Text passage:
◇ ◇ ◇ ◇

A review by lily1304
American Born Chinese by Gene Luen Yang

funny hopeful reflective medium-paced
  • Plot- or character-driven? Character
  • Strong character development? Yes
  • Loveable characters? Yes

4.25

I love the interwoven stories, I love the art style, I love Jin and Wei-Chen, I love the way it switches between realistic and fantasy. It's about Asian-American adolescence, but the broader themes of identity and acceptance are relatable.

What bugged me though was the Christian-ness throughout, maybe because for the first few pages it doesn't seem like a Christian novel. When I first read this for a class, my European classmates didn't even realize. But at one point a character just directly quotes a Psalm, at another point the Holy Family literally appear, etc. I read that Yang used to work for InterVarsity, which is one of several youth/college ministries known for using bat-and-switch tactics to try to convert people. It just makes me seriously question Yang's motivations and opinions and wonder if he still has some seriously bad evangelical takes.

Yang uses Chinese stories and mythology to support the story, but also weaves in Christianity until I'm not sure anymore what's Chinese culture and what Yang made up. Is Tze-Yo-Tze (God) actually a character in Chinese mythology, or just Christian God thrown in? Of course, the book is really about Asian-Americans and authenticity, and there's a strong evangelical Asian-American subculture... maybe these are the exact questions Yang intends to provoke.

◇ ◇ ◇ ◇

What to produce: Update the stretch of the review from "I love the interwoven" through "bad evangelical takes.", changing "art style" to "drawing style".

◇ ◇ ◇ ◇

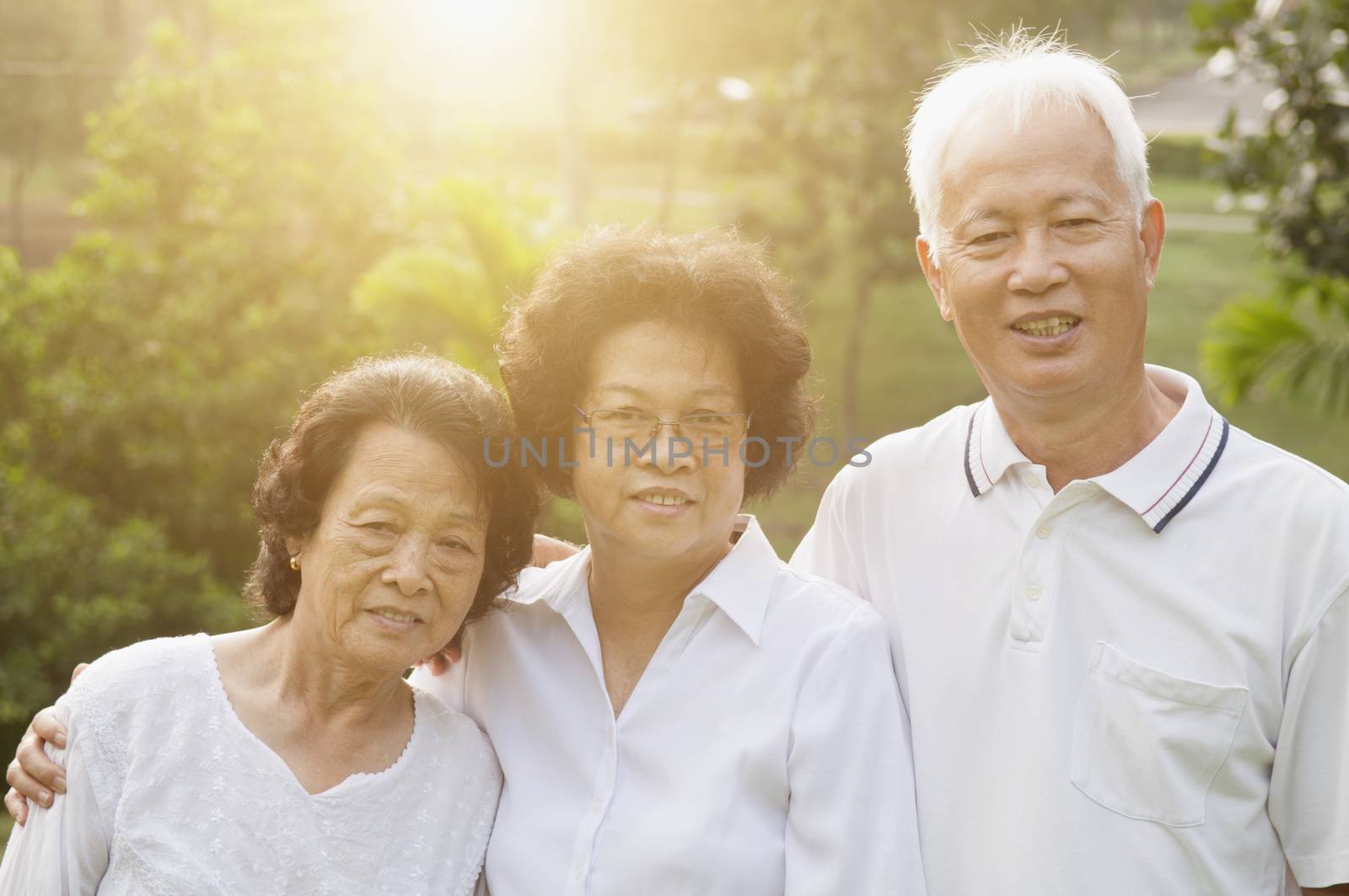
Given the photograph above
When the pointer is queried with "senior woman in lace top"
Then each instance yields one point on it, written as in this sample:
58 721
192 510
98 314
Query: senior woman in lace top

◇ ◇ ◇ ◇

Response for this exercise:
I love the interwoven stories, I love the drawing style, I love Jin and Wei-Chen, I love the way it switches between realistic and fantasy. It's about Asian-American adolescence, but the broader themes of identity and acceptance are relatable.

What bugged me though was the Christian-ness throughout, maybe because for the first few pages it doesn't seem like a Christian novel. When I first read this for a class, my European classmates didn't even realize. But at one point a character just directly quotes a Psalm, at another point the Holy Family literally appear, etc. I read that Yang used to work for InterVarsity, which is one of several youth/college ministries known for using bat-and-switch tactics to try to convert people. It just makes me seriously question Yang's motivations and opinions and wonder if he still has some seriously bad evangelical takes.